--- Anweisung A ---
Nenne alle Darsteller, deren Namen im Auszug in Klammern stehen.

--- Auszug ---
• • • • •

Als Inspirationsquelle diente Herbig und Drehbuchautor Hermann Florin das Buch "Tausend Zeilen Lüge. Das System Relotius und der deutsche Journalismus", in dem Juan Moreno die manipulativen Machenschaften seines vormals gefeierten Kollegen nachzeichnet. Der Film nennt den Enthüllungsjournalisten Juan Romero (Elyas M'Barek) und lässt ihn von Anfang an das Geschehen sarkastisch kommentieren. Sein Gegenüber heißt Lars Bogenius (Jonas Nay), den der Regisseur gleich bei seinem ersten Auftritt betont ironisch als von gleißendem Licht umhüllten Heilsbringer inszeniert. Die führenden Köpfe im Hause des fiktiven Nachrichtenmagazins "Die Chronik" liegen diesem Mann zu Füßen, wie eine Begegnung mit Ressortleiter Rainer Habicht (Michael Maertens) und dem stellvertretenden Chefredakteur Christian Eichner (Jörg Hartmann) unterstreicht.

• • • • •

Gespeicherte Einträge

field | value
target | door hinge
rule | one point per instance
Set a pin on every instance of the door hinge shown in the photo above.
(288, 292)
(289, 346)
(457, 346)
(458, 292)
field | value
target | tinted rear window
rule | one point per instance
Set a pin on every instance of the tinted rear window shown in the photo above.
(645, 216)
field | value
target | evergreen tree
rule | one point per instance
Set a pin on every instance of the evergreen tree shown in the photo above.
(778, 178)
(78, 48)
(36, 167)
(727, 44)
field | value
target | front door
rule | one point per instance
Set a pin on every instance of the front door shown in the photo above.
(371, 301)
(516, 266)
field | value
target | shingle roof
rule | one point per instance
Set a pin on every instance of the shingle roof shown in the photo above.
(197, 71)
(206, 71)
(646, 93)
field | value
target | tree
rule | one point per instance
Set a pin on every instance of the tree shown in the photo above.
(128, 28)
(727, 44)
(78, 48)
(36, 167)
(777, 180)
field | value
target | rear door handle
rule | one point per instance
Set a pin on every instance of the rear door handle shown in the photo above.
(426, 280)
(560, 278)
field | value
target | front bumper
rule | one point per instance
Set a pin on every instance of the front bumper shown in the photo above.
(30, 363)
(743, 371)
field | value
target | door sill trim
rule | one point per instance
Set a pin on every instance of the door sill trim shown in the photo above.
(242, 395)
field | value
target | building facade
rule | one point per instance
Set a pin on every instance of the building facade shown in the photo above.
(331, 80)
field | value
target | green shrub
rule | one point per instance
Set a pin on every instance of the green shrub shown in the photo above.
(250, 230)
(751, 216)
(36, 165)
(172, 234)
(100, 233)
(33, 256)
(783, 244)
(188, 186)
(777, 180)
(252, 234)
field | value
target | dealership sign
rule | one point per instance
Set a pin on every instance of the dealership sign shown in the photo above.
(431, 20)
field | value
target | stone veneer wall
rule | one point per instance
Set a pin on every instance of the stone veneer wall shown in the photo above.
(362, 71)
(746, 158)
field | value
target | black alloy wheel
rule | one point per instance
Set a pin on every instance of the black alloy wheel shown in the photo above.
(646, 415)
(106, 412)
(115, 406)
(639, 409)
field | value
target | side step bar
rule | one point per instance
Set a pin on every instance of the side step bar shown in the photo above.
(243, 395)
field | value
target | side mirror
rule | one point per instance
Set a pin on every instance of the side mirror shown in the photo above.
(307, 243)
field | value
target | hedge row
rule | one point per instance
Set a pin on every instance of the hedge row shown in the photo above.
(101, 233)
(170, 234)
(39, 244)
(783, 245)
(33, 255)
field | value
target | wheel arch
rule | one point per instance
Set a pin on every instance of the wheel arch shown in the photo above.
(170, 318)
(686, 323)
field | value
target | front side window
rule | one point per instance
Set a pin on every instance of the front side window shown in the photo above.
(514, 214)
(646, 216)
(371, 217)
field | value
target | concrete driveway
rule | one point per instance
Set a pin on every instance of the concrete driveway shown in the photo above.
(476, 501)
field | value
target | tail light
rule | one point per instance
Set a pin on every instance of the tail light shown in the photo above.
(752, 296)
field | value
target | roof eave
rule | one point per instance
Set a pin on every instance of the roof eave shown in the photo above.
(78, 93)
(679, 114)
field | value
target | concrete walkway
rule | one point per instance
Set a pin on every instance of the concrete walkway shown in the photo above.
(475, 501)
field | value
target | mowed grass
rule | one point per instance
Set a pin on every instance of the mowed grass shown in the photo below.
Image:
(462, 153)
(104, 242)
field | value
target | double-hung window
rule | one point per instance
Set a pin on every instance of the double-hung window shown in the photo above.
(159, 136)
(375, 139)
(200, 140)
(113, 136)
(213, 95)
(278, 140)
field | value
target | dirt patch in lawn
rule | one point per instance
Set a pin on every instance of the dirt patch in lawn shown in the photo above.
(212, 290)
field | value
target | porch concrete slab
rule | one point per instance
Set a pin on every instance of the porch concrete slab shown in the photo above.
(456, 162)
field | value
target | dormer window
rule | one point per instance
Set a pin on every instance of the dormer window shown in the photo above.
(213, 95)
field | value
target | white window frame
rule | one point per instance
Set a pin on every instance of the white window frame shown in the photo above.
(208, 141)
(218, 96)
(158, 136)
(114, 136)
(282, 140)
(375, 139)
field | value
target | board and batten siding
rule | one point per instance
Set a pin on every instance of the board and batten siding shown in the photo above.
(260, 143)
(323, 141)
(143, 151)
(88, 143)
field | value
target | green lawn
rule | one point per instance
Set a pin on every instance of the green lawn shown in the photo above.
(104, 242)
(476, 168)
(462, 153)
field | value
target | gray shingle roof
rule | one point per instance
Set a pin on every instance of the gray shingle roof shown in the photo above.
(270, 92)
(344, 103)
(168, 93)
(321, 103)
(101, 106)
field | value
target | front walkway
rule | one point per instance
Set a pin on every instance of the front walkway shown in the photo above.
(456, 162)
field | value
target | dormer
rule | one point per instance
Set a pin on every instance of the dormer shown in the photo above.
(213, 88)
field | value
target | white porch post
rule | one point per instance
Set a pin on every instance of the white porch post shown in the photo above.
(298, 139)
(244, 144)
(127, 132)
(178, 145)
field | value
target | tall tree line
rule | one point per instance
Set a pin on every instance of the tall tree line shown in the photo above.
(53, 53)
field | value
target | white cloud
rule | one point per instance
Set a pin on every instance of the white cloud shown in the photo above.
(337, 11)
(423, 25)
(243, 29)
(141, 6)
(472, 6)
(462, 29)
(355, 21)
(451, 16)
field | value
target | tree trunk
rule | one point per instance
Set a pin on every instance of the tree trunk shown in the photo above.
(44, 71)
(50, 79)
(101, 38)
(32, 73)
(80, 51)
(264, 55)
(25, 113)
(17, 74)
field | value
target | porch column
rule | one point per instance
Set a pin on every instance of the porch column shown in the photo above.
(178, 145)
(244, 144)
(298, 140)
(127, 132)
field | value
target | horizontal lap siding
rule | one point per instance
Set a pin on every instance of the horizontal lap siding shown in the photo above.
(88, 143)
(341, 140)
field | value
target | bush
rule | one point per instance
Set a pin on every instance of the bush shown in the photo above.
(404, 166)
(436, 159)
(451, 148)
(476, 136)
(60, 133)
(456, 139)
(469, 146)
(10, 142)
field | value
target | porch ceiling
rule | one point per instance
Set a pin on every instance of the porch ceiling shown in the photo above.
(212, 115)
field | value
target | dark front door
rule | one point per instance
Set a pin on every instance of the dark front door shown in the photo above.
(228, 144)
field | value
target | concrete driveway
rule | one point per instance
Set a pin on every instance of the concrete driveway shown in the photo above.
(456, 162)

• • • • •

--- Anweisung B ---
Zieh aus den Einträgen jede Zeile heraus, in der das Wort "lawn" vorkommt.

--- Vollständige Ausgabe A ---
Elyas M'Barek, Jonas Nay, Michael Maertens, Jörg Hartmann

--- Vollständige Ausgabe B ---
target | dirt patch in lawn
Set a pin on every instance of the dirt patch in lawn shown in the photo above.
target | green lawn
Set a pin on every instance of the green lawn shown in the photo above.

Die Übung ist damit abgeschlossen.